STATED PROBLEM
Please reproduce the data below verbatim, starting at its first line and ending at the line that contains "[317,310,453,348]", including both of those lines.
#### EXTRACTED ENTRIES
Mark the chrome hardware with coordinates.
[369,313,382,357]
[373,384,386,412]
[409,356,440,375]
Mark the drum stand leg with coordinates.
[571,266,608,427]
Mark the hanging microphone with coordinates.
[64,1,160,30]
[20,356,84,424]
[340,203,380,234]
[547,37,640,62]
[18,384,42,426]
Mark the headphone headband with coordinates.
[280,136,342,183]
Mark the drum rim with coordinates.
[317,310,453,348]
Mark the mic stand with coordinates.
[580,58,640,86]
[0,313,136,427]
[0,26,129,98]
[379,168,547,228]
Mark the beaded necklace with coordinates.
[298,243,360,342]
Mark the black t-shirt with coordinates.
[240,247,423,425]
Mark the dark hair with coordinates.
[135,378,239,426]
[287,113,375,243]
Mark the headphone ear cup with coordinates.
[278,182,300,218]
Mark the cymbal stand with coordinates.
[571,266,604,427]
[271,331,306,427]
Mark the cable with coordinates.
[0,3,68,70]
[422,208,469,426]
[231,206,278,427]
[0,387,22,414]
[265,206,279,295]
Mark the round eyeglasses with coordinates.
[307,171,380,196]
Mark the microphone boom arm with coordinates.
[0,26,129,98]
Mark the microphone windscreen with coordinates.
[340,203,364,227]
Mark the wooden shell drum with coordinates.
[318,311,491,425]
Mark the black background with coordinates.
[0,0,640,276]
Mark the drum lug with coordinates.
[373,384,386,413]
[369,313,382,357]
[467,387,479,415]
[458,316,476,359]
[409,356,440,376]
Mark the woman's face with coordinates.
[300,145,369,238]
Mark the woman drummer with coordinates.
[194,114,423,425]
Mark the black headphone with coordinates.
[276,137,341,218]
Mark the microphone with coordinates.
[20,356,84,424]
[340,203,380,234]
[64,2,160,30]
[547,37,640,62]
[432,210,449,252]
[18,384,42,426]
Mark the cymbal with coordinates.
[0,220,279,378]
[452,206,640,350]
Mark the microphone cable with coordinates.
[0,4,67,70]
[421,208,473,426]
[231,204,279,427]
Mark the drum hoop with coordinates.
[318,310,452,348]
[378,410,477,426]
########
FULL ANSWER
Mark the chrome hardware with coordinates.
[369,313,382,357]
[373,384,386,412]
[409,356,440,375]
Mark the drum stand leg with coordinates.
[571,266,608,427]
Mark the hanging microphone with coordinates.
[64,1,160,30]
[20,356,84,424]
[340,203,380,234]
[547,37,640,62]
[18,384,42,426]
Mark the headphone headband with coordinates.
[280,136,342,183]
Mark the drum rim with coordinates.
[317,310,453,348]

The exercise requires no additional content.